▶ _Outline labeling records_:
#####
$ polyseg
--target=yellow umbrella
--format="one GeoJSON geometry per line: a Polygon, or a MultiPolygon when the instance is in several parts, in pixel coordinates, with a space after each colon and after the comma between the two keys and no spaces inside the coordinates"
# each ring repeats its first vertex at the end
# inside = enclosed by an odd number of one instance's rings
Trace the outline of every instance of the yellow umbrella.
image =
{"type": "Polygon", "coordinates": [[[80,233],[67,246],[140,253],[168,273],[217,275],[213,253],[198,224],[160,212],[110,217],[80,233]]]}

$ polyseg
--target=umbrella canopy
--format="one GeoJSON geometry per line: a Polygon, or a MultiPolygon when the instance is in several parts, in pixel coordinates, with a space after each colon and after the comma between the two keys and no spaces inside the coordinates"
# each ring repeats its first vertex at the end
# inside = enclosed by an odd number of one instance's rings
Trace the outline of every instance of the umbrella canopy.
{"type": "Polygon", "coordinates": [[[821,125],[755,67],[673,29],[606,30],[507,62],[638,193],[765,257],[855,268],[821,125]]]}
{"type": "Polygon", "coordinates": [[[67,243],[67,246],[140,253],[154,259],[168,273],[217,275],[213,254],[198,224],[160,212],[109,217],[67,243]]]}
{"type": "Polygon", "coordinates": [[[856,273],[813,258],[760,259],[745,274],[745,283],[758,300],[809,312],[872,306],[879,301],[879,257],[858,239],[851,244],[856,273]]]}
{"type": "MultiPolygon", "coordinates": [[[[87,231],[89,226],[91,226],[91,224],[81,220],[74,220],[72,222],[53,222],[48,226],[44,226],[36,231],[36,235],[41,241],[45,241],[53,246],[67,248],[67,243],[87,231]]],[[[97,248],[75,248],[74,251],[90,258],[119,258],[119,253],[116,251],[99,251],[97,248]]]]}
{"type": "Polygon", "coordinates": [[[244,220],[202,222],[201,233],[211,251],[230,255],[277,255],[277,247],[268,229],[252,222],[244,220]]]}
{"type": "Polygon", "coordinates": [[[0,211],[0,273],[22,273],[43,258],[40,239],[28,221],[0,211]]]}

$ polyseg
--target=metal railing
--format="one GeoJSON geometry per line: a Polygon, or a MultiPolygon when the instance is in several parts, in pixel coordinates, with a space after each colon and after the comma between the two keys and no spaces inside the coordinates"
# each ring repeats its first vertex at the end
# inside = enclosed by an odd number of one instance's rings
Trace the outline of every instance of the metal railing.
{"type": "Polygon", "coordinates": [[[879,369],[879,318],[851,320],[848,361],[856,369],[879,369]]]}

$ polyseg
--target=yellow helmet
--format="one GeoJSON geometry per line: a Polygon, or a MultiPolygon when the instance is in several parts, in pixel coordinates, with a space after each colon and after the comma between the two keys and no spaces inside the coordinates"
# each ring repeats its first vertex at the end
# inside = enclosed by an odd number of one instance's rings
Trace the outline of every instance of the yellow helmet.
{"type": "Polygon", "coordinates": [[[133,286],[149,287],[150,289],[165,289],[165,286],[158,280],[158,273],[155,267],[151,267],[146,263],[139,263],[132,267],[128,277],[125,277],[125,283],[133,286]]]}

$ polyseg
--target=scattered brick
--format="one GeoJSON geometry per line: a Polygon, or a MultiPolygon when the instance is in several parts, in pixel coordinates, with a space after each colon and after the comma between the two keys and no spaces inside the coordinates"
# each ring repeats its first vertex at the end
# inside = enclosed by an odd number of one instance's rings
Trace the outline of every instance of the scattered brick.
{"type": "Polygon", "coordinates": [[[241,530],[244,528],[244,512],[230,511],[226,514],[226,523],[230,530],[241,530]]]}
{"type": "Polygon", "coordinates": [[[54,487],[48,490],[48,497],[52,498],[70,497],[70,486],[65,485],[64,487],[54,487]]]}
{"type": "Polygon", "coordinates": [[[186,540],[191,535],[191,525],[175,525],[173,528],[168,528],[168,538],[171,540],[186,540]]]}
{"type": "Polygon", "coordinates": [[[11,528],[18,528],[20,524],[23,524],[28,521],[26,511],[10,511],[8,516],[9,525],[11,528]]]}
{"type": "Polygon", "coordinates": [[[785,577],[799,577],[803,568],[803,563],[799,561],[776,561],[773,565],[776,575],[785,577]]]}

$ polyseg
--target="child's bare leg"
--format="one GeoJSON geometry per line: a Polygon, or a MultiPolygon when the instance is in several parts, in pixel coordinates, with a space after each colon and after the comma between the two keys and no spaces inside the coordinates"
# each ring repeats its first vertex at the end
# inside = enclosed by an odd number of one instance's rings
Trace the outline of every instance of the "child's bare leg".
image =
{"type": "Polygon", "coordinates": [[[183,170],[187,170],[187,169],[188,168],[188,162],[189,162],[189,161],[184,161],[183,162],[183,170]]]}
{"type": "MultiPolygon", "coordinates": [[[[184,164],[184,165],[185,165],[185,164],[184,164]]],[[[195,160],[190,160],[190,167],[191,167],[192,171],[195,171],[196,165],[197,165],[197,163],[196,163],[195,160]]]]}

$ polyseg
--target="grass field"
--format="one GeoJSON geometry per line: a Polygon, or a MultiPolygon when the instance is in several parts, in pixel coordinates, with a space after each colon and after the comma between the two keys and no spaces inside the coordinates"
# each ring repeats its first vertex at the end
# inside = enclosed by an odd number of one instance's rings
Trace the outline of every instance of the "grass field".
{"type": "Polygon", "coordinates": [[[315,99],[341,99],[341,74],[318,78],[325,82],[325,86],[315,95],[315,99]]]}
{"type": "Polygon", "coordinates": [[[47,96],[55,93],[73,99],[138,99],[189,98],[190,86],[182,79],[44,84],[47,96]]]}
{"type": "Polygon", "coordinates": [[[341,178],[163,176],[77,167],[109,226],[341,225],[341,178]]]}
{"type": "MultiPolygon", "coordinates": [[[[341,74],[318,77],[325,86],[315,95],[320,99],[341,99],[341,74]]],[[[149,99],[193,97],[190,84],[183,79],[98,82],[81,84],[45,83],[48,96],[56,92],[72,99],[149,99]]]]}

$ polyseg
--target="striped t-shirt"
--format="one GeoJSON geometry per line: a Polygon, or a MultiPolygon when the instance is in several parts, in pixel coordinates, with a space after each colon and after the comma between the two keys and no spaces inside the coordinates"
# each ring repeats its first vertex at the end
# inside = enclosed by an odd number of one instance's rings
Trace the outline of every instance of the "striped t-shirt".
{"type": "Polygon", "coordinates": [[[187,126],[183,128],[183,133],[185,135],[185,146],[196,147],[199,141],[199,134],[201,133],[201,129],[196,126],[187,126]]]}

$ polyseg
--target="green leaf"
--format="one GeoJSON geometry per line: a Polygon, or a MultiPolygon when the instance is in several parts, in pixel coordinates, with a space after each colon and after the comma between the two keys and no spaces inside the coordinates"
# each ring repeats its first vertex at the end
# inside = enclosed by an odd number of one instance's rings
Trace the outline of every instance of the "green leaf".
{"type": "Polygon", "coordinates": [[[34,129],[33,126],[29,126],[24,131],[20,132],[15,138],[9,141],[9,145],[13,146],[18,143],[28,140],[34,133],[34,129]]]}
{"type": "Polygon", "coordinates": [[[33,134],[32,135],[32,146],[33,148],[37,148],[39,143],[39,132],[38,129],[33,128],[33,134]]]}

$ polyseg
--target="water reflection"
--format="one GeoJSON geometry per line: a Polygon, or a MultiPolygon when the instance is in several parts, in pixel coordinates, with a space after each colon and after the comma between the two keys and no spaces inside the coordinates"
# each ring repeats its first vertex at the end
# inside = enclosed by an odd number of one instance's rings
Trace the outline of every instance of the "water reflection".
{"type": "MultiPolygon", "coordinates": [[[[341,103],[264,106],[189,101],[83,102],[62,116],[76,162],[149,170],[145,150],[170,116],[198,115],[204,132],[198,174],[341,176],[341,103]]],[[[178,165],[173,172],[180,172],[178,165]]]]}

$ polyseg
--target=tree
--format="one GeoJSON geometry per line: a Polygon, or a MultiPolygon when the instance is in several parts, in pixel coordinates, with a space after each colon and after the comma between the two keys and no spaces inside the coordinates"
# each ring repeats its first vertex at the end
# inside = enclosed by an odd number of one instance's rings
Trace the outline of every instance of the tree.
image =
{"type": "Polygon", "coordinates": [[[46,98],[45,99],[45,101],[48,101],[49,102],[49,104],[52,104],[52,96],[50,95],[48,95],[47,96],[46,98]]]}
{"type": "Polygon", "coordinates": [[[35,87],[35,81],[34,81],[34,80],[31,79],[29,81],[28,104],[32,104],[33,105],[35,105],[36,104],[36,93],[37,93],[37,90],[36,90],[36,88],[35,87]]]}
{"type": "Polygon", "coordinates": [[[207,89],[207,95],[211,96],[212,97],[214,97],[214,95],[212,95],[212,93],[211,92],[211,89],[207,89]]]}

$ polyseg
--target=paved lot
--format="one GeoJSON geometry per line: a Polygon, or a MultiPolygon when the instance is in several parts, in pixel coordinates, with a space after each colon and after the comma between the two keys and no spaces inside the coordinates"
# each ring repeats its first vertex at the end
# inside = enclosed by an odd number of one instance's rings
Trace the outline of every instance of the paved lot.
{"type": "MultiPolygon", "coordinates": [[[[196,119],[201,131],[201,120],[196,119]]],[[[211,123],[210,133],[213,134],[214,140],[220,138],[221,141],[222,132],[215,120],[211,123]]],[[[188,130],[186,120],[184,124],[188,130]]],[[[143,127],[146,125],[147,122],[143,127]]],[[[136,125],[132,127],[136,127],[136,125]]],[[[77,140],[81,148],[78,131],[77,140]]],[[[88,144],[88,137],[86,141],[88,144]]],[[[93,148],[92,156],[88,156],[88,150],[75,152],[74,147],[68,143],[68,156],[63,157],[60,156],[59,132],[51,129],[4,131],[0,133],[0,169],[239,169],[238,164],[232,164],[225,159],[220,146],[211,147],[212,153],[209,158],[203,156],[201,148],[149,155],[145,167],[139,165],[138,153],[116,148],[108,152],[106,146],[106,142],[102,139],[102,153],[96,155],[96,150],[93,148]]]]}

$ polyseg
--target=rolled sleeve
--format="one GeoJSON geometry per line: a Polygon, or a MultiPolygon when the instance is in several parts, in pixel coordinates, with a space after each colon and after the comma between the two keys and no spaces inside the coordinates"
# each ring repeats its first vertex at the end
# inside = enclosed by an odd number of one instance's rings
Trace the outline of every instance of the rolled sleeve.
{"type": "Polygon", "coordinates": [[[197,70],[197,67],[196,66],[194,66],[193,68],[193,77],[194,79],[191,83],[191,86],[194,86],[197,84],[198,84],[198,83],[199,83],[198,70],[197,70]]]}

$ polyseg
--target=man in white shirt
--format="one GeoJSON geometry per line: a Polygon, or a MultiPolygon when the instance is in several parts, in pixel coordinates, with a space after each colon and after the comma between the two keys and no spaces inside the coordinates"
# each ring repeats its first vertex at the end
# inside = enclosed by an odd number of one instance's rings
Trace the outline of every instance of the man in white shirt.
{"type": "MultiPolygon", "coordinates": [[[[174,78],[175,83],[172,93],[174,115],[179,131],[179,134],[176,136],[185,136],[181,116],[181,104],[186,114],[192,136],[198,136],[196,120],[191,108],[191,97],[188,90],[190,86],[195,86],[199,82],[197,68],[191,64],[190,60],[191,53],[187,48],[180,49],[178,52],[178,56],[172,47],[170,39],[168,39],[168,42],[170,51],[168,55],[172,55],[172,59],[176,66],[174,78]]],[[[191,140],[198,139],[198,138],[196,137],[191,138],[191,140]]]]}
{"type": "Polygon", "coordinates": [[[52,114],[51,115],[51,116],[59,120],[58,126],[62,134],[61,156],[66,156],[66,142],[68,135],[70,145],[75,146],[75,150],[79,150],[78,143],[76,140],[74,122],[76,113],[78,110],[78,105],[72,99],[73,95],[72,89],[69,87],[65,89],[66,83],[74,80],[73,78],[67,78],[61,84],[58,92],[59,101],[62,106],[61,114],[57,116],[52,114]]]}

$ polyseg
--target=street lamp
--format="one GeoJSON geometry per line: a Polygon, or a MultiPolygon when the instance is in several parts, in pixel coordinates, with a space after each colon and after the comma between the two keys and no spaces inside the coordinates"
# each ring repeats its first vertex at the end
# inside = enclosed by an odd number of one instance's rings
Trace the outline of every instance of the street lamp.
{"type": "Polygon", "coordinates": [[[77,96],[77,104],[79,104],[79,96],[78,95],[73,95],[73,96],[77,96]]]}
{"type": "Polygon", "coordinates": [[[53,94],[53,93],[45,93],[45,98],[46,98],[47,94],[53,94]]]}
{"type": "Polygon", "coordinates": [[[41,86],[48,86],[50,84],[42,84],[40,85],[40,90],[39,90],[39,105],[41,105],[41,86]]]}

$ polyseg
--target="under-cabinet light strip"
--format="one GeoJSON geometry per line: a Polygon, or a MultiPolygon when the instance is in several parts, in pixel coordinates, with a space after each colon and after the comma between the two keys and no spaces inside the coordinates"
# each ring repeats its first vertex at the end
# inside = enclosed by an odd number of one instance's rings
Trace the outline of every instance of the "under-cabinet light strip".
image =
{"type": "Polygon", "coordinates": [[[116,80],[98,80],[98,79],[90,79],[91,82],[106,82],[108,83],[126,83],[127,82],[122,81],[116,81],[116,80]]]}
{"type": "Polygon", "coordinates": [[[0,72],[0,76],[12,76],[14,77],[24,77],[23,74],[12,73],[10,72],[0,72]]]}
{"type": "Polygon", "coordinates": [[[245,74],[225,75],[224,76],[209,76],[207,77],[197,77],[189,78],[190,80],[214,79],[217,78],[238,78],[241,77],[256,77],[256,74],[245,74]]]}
#####
▶ _WHAT IS BEING ASKED_: Count the lines of the records above that contain the string "rolled", treating uppercase and lowercase as different. Reply with the number alone.

▶ _TASK ANSWER_: 2